YOUR INSTRUCTIONS: Take the line that contains "Reviewer note: check that every instance of the white plastic" and each line after it in the material below, and transcribe them exactly, stopping at the end.

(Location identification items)
'''
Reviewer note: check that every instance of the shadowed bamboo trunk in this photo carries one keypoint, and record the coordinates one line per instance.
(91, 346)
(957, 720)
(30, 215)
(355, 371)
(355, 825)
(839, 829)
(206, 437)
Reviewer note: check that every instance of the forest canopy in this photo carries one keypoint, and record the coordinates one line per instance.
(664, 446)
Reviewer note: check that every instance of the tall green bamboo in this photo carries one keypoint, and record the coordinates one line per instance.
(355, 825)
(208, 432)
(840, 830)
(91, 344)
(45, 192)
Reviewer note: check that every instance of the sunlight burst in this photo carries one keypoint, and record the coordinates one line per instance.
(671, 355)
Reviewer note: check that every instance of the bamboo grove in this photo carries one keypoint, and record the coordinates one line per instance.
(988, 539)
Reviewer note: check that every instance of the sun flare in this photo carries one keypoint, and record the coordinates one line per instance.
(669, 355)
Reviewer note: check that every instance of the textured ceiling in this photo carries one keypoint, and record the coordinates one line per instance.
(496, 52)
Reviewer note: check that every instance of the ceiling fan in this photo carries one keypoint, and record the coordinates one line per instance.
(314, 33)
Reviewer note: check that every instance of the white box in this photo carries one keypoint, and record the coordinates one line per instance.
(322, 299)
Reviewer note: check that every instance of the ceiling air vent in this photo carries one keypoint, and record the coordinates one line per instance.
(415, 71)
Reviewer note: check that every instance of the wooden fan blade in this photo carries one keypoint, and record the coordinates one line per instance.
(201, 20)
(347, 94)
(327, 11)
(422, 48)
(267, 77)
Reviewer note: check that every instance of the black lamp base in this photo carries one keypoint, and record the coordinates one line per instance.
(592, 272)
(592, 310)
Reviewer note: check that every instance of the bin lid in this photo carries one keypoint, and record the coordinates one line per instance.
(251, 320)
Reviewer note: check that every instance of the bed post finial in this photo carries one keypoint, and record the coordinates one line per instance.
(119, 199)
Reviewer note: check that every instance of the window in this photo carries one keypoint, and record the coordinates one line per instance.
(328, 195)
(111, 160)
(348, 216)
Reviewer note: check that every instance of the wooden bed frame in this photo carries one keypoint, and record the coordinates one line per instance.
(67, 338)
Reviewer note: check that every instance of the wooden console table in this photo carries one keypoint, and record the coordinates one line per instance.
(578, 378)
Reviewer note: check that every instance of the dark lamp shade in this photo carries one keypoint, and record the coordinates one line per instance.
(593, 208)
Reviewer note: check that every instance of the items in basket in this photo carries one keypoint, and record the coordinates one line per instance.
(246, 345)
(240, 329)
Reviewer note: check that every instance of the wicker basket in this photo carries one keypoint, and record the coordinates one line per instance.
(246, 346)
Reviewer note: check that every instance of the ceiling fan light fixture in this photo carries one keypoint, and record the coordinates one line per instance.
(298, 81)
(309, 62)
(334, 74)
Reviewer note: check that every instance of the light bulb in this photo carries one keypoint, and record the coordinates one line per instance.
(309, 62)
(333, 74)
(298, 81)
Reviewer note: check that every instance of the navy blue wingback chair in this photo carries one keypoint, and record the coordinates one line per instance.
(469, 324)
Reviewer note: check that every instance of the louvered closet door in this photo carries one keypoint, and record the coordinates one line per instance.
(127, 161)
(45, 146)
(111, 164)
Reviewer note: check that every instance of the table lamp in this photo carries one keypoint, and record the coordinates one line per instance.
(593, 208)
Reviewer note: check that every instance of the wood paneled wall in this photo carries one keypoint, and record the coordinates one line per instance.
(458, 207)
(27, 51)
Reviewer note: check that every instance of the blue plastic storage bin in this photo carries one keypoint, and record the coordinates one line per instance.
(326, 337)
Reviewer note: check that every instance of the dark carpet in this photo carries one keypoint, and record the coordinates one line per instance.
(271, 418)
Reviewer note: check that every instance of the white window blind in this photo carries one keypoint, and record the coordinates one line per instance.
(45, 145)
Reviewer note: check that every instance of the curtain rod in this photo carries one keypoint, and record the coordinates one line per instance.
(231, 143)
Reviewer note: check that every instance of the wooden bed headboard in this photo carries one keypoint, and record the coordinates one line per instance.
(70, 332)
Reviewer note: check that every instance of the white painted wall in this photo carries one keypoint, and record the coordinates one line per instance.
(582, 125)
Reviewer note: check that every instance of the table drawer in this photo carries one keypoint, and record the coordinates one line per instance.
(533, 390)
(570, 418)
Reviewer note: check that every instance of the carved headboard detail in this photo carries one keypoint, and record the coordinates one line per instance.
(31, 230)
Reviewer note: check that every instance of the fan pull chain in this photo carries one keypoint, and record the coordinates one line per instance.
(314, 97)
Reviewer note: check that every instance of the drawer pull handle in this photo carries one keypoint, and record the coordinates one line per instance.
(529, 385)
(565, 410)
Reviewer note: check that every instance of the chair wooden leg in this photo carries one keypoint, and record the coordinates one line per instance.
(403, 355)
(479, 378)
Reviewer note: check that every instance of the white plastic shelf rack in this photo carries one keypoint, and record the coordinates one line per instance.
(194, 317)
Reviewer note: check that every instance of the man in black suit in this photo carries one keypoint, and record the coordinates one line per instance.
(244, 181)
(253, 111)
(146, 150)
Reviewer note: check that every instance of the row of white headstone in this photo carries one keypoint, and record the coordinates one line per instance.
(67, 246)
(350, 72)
'''
EXERCISE SOLUTION:
Reviewer note: check that every instance of the white plastic shelf rack in this photo carries one keypoint, and record the coordinates one line per instance.
(194, 317)
Reviewer note: check that every instance of the man in black suit in this photo carries one keypoint, and record the coordinates one line per instance.
(244, 181)
(253, 111)
(146, 150)
Reviewer note: check that every instance of the row of white headstone in this photo carries one keypoint, and record the coordinates one line per instance.
(67, 246)
(350, 72)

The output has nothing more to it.